> [Goal of the exercise]: Count the lines in the entries below that contain the string "dark". Reply with the number alone.

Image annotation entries
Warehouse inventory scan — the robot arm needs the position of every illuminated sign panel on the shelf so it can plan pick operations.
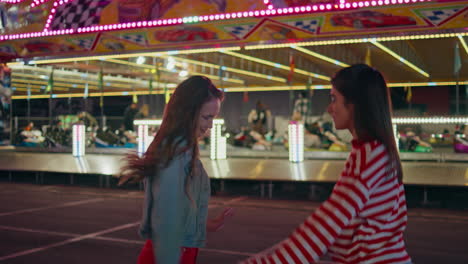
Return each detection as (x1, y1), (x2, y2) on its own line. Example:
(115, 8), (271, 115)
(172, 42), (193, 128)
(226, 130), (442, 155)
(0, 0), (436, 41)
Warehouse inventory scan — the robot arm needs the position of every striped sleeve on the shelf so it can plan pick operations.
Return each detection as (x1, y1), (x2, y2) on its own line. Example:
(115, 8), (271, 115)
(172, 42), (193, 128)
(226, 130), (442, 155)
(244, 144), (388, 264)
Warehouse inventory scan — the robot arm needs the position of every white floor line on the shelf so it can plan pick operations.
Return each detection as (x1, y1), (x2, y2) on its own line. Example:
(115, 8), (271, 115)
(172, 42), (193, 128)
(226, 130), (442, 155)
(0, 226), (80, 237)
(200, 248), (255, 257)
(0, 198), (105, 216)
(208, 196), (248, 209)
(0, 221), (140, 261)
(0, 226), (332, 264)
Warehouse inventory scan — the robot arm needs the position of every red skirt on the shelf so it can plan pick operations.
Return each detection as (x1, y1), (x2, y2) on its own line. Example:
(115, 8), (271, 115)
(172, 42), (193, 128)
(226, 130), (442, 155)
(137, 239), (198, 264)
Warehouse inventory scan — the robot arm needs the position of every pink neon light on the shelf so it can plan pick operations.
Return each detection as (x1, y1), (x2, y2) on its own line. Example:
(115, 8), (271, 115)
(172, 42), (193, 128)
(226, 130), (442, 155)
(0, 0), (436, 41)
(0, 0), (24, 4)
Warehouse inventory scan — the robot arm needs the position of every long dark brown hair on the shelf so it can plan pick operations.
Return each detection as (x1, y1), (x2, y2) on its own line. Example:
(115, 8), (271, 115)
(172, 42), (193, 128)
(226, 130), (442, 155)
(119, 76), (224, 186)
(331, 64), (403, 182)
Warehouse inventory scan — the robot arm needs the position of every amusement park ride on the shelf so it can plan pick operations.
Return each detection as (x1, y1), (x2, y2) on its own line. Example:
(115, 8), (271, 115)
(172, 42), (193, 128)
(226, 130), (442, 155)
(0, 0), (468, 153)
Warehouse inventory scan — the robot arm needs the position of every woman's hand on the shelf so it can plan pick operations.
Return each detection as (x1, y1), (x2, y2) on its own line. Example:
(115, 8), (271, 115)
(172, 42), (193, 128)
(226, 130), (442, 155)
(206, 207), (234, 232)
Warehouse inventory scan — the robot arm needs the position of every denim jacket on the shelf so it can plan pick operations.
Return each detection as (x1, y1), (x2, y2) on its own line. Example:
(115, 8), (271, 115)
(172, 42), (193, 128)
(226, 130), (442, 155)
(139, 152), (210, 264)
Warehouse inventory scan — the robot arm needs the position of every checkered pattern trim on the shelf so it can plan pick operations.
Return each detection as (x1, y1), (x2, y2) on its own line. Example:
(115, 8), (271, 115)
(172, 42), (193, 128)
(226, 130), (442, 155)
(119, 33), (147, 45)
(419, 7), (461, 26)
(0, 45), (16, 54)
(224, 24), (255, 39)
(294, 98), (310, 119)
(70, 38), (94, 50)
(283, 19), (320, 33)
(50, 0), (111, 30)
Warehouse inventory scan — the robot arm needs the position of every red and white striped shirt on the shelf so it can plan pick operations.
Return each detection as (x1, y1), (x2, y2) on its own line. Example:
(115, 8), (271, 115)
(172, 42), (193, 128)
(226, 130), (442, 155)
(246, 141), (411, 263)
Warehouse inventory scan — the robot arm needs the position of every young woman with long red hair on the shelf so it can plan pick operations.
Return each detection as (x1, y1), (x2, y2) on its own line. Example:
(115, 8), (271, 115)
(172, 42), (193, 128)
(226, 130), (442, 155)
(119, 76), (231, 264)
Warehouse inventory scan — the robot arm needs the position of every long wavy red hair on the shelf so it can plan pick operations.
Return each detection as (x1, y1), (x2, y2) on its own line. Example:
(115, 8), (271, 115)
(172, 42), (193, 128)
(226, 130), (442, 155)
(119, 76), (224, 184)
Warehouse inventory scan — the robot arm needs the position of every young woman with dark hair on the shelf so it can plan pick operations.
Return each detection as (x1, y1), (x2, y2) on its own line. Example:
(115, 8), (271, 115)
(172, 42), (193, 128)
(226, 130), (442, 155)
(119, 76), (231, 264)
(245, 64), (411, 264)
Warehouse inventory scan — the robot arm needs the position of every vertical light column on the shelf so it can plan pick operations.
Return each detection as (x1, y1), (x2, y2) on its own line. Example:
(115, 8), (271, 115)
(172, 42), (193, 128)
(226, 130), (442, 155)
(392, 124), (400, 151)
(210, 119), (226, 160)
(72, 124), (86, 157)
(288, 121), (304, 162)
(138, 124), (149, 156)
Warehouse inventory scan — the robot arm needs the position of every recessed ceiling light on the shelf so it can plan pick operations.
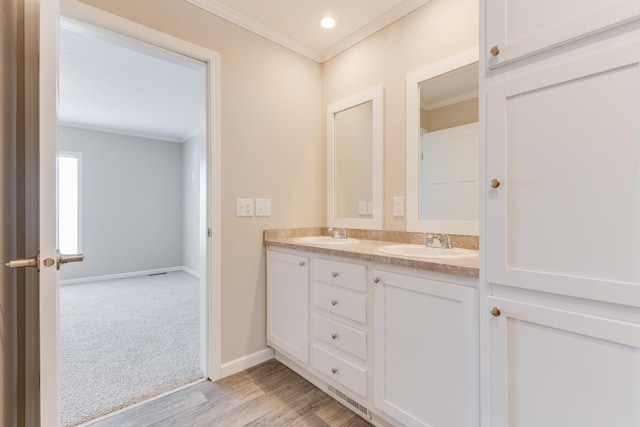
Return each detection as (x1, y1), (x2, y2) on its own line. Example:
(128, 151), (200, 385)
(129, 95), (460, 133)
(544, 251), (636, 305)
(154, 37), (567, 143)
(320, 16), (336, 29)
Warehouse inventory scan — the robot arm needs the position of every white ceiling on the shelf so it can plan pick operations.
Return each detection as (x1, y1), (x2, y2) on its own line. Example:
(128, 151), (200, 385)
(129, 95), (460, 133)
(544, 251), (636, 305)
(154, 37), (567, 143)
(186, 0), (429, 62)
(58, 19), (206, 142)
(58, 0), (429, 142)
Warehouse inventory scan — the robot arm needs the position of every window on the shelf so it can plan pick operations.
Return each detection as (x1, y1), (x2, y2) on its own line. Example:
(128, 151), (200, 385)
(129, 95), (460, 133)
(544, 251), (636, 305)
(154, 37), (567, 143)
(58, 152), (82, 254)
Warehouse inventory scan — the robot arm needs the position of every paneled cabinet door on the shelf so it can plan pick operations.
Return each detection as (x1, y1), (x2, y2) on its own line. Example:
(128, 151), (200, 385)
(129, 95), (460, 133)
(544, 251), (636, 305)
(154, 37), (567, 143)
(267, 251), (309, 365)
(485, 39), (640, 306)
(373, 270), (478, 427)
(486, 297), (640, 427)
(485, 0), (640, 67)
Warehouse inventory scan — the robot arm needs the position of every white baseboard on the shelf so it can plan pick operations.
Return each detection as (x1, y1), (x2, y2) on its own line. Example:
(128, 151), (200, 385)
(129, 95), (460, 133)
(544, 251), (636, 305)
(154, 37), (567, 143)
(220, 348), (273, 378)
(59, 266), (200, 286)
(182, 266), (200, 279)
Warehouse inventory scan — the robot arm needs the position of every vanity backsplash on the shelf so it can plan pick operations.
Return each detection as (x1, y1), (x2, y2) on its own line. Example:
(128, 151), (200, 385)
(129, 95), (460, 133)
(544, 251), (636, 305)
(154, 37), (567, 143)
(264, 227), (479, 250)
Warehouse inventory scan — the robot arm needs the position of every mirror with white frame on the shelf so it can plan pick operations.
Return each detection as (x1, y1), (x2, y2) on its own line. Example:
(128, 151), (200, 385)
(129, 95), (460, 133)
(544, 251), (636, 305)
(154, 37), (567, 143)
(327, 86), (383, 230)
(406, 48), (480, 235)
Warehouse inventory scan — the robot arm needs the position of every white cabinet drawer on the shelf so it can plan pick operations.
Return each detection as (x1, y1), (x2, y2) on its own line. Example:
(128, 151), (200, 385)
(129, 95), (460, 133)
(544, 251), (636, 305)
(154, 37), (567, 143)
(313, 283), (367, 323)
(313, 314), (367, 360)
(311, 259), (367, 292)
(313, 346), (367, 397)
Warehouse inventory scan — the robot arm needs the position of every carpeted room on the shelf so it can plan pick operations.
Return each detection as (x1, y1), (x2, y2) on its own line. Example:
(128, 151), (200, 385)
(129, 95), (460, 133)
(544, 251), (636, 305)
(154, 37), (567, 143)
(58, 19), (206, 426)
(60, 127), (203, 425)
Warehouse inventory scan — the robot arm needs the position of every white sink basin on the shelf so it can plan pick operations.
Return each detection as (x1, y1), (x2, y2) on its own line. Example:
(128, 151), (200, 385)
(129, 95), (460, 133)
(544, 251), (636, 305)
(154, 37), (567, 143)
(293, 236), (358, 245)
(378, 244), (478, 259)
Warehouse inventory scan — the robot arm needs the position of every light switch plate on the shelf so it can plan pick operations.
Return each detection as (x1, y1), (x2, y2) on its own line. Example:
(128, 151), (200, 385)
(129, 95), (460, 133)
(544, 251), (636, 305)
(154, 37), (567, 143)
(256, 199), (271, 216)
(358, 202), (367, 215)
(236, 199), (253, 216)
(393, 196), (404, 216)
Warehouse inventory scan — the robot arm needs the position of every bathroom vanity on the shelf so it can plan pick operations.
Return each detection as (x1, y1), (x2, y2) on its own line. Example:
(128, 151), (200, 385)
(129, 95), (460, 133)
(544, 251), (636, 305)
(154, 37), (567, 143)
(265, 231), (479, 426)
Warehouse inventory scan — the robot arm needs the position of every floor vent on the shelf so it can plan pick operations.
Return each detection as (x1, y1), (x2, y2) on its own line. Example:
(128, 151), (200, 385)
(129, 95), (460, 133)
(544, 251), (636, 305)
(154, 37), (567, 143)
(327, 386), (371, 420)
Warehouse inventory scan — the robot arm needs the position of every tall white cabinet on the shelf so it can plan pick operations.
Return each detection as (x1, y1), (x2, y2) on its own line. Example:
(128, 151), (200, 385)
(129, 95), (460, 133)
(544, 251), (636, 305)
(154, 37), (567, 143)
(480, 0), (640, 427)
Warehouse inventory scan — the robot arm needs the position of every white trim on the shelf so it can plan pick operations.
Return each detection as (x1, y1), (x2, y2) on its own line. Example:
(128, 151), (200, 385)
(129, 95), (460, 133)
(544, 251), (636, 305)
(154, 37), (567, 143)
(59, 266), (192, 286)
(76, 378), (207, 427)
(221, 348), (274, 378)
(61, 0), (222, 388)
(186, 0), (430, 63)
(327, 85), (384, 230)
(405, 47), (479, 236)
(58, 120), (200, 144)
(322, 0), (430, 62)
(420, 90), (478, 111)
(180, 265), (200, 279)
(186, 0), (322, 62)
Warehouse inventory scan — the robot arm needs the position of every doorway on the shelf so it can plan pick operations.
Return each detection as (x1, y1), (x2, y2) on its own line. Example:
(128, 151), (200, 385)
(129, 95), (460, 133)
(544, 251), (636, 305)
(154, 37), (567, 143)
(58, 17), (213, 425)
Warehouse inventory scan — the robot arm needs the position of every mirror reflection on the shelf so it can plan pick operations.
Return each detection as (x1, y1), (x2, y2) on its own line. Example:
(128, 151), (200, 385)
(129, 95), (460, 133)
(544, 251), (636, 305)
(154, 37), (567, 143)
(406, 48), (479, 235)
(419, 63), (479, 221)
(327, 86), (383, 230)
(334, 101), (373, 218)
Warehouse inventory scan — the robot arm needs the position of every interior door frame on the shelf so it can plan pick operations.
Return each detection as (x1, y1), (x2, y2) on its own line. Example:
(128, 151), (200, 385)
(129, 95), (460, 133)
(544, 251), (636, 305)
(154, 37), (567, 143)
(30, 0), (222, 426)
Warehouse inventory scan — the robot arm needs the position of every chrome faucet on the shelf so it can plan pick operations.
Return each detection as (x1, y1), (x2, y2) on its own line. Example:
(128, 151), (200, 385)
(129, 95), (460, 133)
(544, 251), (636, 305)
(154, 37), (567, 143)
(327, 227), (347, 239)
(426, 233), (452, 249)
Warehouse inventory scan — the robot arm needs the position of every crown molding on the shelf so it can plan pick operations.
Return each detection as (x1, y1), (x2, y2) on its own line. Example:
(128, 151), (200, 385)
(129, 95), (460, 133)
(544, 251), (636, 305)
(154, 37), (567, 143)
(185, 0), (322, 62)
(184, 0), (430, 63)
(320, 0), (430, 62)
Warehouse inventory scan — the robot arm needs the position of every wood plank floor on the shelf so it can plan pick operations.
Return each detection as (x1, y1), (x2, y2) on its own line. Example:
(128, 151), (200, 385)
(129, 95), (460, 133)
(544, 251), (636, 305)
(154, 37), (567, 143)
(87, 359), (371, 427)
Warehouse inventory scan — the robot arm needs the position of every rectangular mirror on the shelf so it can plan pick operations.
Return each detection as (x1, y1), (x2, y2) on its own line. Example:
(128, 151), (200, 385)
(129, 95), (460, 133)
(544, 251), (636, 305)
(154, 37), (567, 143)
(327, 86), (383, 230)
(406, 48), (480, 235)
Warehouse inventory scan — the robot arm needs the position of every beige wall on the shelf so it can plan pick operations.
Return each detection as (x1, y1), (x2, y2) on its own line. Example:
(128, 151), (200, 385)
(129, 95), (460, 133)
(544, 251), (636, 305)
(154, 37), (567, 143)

> [Problem solution]: 2